From the line that includes "Where can you spot the small window" to the last line of the records, inclusive, repeat each line exactly.

— START OF Stored data —

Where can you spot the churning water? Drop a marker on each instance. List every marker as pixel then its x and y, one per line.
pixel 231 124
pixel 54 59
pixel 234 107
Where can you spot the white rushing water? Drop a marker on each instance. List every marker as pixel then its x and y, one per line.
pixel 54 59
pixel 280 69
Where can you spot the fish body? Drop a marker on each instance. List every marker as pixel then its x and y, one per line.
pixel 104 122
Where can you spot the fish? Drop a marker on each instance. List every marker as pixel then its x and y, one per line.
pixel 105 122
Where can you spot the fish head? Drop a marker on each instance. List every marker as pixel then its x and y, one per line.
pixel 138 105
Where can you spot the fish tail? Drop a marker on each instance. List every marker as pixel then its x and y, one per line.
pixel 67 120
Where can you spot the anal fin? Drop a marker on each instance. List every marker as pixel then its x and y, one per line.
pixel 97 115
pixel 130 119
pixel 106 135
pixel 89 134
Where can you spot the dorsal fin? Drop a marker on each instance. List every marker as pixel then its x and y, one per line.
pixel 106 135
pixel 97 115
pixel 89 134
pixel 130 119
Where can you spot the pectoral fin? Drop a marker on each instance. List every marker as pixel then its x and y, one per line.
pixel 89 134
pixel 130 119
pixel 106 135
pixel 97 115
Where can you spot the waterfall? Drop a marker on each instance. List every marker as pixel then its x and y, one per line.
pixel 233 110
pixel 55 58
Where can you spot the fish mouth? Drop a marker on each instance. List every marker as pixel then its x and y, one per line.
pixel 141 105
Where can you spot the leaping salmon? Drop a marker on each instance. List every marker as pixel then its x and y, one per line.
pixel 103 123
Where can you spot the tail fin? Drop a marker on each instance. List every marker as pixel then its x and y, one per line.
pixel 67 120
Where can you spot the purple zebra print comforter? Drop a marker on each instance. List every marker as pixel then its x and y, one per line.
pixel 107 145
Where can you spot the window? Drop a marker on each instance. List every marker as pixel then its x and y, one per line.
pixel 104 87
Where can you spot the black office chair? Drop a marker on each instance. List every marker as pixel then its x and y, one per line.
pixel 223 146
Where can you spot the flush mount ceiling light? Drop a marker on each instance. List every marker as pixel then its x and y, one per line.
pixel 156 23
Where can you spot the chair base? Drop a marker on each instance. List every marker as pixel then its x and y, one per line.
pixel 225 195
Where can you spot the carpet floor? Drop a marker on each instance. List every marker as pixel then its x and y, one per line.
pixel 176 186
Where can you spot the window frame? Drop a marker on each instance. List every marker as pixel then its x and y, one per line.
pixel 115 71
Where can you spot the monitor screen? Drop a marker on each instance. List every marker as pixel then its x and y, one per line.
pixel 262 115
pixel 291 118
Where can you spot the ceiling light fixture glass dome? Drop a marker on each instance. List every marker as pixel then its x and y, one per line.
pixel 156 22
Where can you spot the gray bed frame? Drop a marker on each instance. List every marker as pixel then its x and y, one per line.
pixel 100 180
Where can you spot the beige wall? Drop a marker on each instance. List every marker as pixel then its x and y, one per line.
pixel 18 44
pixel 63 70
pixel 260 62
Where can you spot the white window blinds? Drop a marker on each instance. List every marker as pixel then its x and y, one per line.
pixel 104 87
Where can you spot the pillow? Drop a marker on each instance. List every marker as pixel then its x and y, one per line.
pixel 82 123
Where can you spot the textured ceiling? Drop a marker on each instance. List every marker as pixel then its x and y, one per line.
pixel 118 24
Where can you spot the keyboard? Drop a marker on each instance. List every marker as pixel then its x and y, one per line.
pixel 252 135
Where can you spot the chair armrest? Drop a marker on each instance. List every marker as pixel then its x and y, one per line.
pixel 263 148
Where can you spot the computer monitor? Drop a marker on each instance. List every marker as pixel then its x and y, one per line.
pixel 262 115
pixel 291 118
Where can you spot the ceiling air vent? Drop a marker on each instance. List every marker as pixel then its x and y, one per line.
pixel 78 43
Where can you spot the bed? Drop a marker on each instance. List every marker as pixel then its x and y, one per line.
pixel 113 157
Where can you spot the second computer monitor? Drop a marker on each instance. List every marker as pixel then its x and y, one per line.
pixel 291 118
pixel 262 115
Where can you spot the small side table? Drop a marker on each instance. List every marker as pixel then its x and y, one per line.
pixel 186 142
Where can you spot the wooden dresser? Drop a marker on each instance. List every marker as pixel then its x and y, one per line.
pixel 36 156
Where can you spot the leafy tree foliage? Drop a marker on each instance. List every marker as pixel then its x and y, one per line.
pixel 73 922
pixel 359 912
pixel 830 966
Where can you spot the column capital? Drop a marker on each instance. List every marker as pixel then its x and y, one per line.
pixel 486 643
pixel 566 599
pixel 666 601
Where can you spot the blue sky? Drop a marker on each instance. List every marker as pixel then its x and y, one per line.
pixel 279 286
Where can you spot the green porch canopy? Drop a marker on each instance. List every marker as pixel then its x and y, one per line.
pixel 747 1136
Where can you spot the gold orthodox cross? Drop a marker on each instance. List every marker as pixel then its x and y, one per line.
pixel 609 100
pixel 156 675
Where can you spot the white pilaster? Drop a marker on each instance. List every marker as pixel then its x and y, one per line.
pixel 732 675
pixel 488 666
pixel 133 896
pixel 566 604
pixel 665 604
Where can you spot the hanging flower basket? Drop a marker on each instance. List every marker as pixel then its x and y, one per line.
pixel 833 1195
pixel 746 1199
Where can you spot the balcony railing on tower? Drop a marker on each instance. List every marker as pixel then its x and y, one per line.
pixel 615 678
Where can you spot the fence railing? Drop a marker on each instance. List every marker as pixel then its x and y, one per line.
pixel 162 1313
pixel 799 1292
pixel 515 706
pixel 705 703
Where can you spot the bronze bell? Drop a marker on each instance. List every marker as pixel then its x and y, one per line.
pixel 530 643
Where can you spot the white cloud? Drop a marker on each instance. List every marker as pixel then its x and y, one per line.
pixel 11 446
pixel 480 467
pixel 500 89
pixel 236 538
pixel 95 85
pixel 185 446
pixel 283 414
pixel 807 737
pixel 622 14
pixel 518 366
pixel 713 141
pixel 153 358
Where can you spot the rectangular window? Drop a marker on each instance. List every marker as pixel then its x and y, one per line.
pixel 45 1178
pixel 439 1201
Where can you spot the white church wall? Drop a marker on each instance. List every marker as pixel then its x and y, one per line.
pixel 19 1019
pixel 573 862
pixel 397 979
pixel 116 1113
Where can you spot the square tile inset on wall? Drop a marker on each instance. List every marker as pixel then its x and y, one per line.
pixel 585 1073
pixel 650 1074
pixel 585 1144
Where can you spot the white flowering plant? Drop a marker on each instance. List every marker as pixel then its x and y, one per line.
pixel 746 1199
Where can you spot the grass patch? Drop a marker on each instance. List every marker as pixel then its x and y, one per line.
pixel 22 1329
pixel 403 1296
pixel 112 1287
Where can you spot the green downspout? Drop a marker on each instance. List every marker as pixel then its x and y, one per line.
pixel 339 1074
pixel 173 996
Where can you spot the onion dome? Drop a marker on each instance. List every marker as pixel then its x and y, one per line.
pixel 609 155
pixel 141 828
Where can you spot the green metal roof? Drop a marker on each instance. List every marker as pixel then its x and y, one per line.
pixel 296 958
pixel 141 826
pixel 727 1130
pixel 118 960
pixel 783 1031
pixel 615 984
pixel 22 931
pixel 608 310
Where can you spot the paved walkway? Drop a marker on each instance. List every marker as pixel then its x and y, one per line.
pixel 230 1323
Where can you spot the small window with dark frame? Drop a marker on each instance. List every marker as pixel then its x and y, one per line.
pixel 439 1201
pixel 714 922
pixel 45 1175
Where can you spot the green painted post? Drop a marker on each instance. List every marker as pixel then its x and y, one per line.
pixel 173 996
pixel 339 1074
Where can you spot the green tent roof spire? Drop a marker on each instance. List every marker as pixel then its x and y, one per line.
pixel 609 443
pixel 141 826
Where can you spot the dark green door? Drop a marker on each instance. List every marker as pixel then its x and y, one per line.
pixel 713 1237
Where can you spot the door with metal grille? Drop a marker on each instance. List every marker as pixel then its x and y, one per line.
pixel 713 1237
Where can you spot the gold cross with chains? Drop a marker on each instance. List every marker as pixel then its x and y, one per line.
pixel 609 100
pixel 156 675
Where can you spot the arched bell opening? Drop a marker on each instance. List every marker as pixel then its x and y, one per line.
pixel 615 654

— END OF Stored data —

Output for this task -
Where can you spot the small window with dark frame? Drop a marker on each instance. List every marker as pixel then its x and y, one per line.
pixel 439 1201
pixel 714 922
pixel 45 1175
Where can you spot the green painted post? Drop a marker on each instance. List every marker as pixel then its x and y, one per line.
pixel 173 996
pixel 339 1074
Where can you spot the green tent roof spire? Drop a marker on each instance. List every marker as pixel then its x and y, one per line.
pixel 609 443
pixel 141 826
Where can you spot the dark green door? Drop a marker on each instance. List every marker as pixel then its x and y, one per line.
pixel 713 1237
Where can you spot the door with metal grille? Drop a marker on each instance. List every marker as pixel then its x and y, one per line.
pixel 713 1237
Where can you spot the gold cross with chains? Drop a marker on each instance. List every marker as pixel then its x and y, one per line.
pixel 609 100
pixel 156 675
Where can you spot the arched bell opening? Drop a marker on each instance. List every marker as pixel then its x and y, one per line.
pixel 615 654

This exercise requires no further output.